→ Цель a
Соберите все строки, содержащие слово «gravel», с учётом регистра.

→ Текст
————————

Тут была и вода. Вокруг Бреста немало болотистых, сырых мест, и грунтовые воды здесь находятся недалеко от поверхности земли. Стены подземного склада всегда были влажными, и кое-где на полу под ногами хлюпали, лужи. Значит, и жажда не угрожала солдату. Сквозь какие-то невидимые поры земли в склад проникал воздух и дышать можно было без труда. А потом солдат обнаружил, что в одном месте в своде тоннеля пробита узкая и длинная вентиляционная шахта, выходящая на поверхность земли. Это отверстие, по счастью, осталось не совсем засыпанным, и сквозь него вверху брезжил мутный дневной свет.

   Итак, у замурованного в подземелье солдата было все необходимое, чтобы поддерживать свою жизнь неограниченно долгое время. Оставалось только ждать и надеяться, что рано или поздно русская армия возвратится в Брест и тогда засыпанный склад раскопают, а он снова вернется к жизни, к людям. Но в мечтах об этом он, наверно, никогда не думал, что пройдет столько лет, прежде чем наступит день его освобождения.

————————

→ Исходные данные
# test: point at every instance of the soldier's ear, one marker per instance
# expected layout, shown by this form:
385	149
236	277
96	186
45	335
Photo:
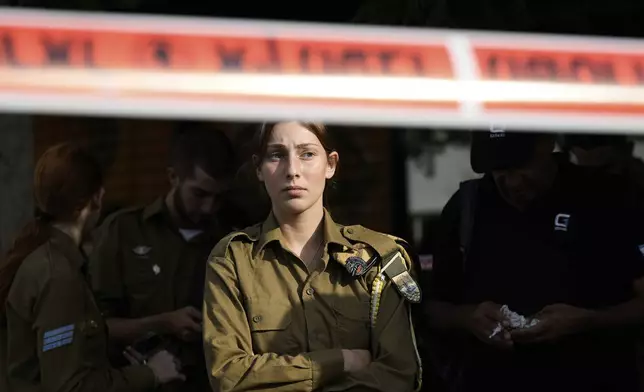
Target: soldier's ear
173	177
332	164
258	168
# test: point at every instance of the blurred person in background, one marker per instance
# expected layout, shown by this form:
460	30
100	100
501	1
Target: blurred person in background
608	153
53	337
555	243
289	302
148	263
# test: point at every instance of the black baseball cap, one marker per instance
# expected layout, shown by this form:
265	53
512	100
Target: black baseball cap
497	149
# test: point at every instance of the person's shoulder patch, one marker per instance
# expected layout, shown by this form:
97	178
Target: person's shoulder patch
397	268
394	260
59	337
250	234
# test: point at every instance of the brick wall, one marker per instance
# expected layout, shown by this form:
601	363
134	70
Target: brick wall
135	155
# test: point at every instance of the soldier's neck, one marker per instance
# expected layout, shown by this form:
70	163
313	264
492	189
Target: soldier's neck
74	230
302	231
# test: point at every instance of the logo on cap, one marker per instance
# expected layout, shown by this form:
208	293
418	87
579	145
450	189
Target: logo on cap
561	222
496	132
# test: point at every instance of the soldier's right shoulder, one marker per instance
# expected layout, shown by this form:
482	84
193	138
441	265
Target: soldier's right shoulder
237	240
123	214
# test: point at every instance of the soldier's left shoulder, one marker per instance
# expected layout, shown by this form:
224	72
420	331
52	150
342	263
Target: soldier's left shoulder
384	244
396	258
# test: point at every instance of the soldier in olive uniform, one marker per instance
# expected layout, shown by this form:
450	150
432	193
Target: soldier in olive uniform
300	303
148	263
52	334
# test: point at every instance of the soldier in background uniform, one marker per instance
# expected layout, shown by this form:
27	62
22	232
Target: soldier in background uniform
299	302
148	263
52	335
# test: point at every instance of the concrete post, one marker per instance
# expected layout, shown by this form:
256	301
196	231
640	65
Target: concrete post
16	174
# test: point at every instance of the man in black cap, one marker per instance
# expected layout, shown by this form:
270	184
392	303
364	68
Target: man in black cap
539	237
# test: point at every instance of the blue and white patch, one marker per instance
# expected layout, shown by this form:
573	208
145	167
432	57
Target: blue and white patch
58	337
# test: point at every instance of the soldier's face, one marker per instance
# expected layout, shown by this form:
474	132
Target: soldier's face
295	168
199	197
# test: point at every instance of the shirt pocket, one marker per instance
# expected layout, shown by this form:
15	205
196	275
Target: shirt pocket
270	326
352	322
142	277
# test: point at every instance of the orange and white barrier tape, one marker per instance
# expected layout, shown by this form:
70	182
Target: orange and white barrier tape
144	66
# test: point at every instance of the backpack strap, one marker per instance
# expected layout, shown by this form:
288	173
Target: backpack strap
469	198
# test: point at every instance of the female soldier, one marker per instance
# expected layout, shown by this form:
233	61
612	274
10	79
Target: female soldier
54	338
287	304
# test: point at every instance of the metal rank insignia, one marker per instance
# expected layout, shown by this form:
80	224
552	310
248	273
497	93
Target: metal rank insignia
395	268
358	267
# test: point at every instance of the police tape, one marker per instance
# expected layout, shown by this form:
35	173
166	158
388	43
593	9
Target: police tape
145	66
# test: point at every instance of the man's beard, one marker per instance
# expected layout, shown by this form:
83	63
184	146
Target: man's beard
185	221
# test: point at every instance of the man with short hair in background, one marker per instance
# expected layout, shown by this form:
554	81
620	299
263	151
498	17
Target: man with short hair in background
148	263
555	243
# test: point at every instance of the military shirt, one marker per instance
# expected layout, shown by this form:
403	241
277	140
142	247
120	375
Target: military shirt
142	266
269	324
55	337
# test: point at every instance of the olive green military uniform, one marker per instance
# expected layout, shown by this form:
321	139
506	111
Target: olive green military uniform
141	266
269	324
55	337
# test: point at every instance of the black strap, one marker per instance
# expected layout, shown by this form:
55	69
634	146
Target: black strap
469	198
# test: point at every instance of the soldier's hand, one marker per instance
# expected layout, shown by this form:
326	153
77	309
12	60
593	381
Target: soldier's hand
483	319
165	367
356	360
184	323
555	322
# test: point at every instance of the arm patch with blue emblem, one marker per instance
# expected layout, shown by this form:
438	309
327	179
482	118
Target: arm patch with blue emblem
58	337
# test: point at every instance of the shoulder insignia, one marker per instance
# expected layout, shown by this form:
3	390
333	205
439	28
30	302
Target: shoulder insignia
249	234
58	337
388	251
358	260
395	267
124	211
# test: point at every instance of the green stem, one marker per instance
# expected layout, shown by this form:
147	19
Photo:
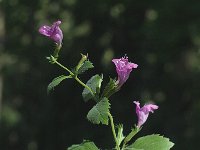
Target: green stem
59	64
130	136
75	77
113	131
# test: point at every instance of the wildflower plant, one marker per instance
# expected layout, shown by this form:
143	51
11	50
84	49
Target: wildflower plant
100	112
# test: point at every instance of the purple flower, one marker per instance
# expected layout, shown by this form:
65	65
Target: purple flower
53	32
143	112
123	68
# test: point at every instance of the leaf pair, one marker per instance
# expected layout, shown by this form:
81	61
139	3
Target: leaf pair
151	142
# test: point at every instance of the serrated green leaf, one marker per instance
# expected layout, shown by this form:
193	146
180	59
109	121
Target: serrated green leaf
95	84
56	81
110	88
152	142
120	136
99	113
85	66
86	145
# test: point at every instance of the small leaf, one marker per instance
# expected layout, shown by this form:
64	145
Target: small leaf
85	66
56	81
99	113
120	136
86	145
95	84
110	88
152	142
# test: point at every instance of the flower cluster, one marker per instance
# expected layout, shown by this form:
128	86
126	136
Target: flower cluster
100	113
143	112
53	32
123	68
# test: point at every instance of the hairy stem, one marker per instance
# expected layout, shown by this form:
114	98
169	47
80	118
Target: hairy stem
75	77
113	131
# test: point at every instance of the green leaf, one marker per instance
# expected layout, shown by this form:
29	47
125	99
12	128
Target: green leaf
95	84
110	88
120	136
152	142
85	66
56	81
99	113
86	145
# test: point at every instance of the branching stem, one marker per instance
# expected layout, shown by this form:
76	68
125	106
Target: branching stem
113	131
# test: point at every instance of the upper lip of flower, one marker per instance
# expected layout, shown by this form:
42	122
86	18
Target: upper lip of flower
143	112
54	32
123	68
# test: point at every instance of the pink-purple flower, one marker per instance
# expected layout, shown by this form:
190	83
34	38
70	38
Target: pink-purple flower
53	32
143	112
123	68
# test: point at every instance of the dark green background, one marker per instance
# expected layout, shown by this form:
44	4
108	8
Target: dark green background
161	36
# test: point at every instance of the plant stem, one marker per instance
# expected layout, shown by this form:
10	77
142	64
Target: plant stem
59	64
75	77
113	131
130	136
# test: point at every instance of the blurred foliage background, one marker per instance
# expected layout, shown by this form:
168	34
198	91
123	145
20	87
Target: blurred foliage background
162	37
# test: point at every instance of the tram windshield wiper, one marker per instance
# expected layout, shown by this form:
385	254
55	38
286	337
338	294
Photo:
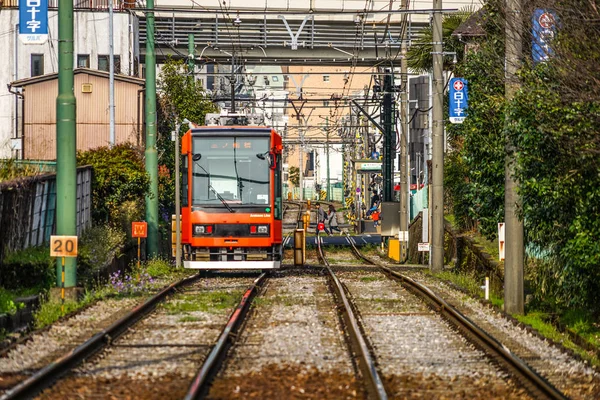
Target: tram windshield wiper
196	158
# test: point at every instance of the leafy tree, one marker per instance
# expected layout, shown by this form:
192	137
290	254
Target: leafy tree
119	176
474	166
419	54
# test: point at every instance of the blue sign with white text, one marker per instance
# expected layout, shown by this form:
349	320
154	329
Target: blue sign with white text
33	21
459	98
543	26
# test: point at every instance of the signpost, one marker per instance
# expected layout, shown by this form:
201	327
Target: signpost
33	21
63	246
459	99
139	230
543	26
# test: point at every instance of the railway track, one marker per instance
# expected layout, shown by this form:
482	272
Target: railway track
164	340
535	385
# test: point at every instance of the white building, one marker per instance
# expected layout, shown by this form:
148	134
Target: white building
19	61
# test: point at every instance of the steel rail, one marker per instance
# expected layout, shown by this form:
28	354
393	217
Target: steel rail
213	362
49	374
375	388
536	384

————————

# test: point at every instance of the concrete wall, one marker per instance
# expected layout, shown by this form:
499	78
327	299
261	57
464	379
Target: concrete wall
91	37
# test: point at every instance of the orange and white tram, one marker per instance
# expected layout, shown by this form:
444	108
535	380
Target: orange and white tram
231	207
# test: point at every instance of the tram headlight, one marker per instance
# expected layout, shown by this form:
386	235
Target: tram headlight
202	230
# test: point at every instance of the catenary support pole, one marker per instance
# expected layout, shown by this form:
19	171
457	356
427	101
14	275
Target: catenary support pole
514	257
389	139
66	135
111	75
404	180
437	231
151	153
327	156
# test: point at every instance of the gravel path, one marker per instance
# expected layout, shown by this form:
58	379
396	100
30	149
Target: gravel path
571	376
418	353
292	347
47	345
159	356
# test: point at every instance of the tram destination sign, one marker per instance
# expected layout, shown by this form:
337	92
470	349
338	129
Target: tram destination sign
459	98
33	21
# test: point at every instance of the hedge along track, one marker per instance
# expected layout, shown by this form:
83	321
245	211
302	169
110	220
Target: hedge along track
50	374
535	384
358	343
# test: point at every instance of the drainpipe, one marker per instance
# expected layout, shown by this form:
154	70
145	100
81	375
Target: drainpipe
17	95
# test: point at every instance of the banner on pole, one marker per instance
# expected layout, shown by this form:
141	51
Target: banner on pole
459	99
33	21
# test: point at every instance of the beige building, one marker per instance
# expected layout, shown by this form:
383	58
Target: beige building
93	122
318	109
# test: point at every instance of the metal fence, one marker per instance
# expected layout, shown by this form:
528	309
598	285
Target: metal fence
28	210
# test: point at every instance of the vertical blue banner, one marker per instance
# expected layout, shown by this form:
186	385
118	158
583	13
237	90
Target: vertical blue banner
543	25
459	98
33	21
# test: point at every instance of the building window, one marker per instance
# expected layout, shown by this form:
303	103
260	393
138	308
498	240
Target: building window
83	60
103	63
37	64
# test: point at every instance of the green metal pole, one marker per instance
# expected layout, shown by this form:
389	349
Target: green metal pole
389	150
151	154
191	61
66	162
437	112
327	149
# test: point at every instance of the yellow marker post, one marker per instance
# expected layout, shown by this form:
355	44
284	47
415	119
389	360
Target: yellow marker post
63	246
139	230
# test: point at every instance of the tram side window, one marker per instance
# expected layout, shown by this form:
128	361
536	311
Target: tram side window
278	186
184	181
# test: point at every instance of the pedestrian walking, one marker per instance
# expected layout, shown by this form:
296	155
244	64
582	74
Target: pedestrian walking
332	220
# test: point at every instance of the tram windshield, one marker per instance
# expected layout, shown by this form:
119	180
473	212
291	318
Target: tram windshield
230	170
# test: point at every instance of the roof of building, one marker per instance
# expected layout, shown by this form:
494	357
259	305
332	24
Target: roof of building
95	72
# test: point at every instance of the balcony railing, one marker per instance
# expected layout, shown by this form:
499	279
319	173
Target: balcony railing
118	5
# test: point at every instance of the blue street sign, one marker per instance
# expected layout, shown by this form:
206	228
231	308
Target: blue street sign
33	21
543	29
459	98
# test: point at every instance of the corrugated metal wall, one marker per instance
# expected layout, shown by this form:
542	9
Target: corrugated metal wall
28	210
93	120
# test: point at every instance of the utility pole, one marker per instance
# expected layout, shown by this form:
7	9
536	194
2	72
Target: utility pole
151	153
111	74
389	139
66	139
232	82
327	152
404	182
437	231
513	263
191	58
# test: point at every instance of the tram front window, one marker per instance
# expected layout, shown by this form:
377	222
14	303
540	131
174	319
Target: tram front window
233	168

————————

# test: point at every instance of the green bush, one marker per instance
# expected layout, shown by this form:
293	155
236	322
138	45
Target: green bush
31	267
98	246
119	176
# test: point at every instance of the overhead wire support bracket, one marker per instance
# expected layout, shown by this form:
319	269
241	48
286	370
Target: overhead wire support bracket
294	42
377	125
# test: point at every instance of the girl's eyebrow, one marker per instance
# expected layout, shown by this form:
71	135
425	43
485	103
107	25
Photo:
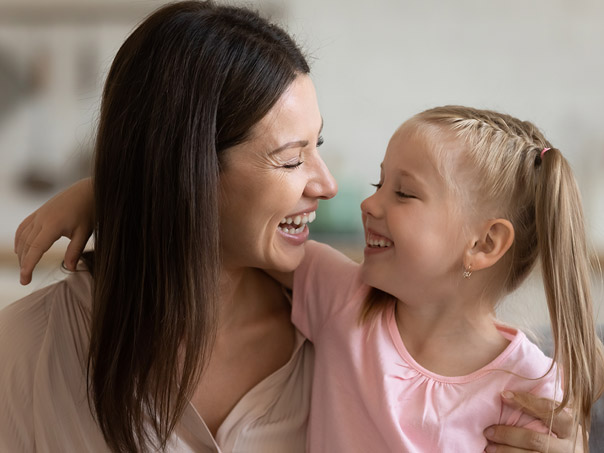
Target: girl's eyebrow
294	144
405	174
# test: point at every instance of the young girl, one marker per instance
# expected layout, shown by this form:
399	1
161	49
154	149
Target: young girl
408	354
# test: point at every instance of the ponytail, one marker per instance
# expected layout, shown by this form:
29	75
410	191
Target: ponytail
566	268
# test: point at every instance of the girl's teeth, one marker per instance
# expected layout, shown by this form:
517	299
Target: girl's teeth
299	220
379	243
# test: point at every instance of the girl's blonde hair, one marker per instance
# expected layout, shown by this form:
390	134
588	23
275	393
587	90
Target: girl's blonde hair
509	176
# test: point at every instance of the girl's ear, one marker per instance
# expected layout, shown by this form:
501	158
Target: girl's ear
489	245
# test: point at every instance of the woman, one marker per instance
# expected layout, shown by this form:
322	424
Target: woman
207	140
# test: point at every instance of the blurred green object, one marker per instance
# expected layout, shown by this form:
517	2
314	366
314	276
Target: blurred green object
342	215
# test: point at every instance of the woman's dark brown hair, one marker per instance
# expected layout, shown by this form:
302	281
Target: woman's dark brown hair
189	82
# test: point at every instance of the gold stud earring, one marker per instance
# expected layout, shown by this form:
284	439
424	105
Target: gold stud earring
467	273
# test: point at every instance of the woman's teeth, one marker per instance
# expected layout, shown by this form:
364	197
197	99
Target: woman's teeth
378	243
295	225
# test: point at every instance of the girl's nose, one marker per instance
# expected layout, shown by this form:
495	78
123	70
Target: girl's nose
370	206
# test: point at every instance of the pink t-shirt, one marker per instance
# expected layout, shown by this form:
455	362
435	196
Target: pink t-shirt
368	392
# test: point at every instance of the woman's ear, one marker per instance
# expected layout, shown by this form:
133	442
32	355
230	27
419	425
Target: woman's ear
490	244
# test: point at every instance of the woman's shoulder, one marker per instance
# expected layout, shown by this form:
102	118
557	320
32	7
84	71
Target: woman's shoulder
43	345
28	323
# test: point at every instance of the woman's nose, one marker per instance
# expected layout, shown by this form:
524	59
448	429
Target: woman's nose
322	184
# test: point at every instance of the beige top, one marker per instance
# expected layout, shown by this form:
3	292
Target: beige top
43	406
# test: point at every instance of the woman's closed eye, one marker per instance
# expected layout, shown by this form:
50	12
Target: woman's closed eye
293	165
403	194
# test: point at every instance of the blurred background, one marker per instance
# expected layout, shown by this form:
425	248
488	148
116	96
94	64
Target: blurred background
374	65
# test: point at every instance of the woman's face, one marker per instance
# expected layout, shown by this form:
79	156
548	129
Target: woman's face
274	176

————————

→ Цель b
Повторите, пожалуйста, текст целиком, слово в слово.

→ Полный вывод a
# test: point at every instance of the gravel path, one marker per instance
Target: gravel path

→ Полный вывод b
Тут была и вода. Вокруг Бреста немало болотистых, сырых мест, и грунтовые воды здесь находятся недалеко от поверхности земли. Стены подземного склада всегда были влажными, и кое-где на полу под ногами хлюпали, лужи. Значит, и жажда не угрожала солдату. Сквозь какие-то невидимые поры земли в склад проникал воздух и дышать можно было без труда. А потом солдат обнаружил, что в одном месте в своде тоннеля пробита узкая и длинная вентиляционная шахта, выходящая на поверхность земли. Это отверстие, по счастью, осталось не совсем засыпанным, и сквозь него вверху брезжил мутный дневной свет.

   Итак, у замурованного в подземелье солдата было все необходимое, чтобы поддерживать свою жизнь неограниченно долгое время. Оставалось только ждать и надеяться, что рано или поздно русская армия возвратится в Брест и тогда засыпанный склад раскопают, а он снова вернется к жизни, к людям. Но в мечтах об этом он, наверно, никогда не думал, что пройдет столько лет, прежде чем наступит день его освобождения.